What is required:
Would you restate, exactly as they appear, the lines from the one containing "tag=potted plant" through the end of the data below?

Dataset records:
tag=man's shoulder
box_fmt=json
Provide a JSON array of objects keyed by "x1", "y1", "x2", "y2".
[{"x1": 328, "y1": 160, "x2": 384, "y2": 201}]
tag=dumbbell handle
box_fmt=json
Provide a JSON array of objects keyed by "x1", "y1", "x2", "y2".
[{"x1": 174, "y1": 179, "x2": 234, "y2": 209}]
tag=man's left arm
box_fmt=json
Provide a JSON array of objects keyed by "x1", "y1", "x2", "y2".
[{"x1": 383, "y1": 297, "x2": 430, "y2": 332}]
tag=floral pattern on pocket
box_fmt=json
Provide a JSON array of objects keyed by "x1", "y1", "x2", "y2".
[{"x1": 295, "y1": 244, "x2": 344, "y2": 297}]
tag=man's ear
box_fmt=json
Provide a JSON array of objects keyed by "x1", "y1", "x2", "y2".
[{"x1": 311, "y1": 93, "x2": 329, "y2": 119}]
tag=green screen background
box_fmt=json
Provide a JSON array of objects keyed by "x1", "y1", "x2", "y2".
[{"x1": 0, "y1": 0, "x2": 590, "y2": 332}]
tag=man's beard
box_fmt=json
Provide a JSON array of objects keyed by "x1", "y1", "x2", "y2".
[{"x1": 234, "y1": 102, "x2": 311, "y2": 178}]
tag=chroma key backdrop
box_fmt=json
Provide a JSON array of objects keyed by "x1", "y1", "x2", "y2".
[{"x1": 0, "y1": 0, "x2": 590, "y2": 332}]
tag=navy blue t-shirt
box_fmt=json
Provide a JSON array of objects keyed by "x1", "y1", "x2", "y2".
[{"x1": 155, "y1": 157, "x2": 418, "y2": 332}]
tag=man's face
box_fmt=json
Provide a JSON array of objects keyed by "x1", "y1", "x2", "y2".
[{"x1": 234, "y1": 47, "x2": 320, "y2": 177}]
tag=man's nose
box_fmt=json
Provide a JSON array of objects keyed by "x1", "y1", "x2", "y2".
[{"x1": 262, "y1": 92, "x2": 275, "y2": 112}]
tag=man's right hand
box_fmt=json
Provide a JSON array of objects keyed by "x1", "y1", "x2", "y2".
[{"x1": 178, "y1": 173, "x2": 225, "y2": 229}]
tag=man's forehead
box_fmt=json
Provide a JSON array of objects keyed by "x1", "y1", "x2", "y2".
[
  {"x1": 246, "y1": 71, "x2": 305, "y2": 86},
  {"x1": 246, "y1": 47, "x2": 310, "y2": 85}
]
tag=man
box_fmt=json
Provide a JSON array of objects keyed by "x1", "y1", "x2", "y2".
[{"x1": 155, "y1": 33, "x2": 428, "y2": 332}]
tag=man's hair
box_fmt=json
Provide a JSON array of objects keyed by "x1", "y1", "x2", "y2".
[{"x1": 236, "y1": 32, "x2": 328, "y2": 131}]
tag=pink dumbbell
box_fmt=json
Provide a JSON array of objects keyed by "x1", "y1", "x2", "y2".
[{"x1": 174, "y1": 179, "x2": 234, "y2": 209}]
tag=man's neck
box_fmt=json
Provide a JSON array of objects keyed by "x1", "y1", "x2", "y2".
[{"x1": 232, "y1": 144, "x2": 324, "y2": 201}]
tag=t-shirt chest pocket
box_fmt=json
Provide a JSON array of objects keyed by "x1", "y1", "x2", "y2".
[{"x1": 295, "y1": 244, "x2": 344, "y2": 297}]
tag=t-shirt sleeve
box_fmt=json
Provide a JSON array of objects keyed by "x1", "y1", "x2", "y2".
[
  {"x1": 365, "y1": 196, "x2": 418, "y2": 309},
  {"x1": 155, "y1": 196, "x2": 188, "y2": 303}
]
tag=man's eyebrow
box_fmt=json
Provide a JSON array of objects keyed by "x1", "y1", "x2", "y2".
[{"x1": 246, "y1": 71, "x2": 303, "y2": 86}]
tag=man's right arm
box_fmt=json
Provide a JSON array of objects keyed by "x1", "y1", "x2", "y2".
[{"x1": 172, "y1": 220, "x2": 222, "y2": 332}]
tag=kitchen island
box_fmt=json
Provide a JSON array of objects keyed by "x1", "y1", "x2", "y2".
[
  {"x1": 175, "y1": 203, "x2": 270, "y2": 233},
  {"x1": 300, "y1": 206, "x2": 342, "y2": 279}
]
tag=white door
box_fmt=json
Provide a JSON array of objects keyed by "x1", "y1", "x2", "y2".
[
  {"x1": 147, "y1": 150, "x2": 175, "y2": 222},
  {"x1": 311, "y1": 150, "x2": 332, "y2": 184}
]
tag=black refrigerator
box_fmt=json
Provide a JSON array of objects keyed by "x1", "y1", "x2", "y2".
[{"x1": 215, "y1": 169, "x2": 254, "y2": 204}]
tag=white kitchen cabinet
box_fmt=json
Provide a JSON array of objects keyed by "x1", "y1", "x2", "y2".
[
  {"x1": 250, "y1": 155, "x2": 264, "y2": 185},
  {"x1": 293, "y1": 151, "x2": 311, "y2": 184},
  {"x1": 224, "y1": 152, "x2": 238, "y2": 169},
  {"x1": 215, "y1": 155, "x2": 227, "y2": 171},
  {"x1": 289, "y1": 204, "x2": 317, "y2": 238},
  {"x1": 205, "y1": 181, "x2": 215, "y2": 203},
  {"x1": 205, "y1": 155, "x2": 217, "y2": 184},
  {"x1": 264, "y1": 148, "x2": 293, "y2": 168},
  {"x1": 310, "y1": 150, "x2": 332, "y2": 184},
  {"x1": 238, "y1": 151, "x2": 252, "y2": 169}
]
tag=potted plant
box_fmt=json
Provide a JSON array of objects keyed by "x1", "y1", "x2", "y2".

Correct response:
tag=potted plant
box_fmt=json
Provide a JSON array of objects keyed by "x1", "y1", "x2", "y2".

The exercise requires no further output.